Task prompt —
Swap "Study" for "Examine" in the lines starting at the one containing "on the sliced" and ending at the last line, and give those lines back with nothing else changed.
>>>>>
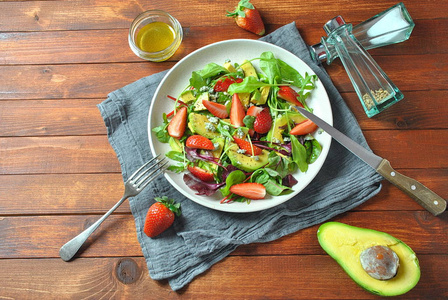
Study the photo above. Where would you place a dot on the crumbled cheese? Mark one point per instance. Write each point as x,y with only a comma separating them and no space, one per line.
213,120
210,127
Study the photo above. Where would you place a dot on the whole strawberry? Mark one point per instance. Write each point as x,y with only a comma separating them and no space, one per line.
161,216
247,17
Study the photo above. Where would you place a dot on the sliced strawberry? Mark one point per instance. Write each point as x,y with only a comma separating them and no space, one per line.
199,142
247,17
263,121
254,110
249,190
216,109
245,145
237,112
303,128
222,85
201,174
289,94
178,123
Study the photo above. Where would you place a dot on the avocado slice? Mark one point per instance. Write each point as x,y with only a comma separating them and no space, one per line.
<<<<<
Exercise result —
Examine the photo above. Where would you place a dot on the sliced strawberry? Mark one point per instance. Write each point as x,y with only a comma separating them and no space, one per line.
199,142
247,17
263,121
254,110
249,190
216,109
245,145
237,112
303,128
222,85
201,174
289,94
178,123
Examine the photo above. Where would you place a dot on the avocado slice? Mark one point per instance. Write each point as x,y with only a comma separating them and no space, one per line.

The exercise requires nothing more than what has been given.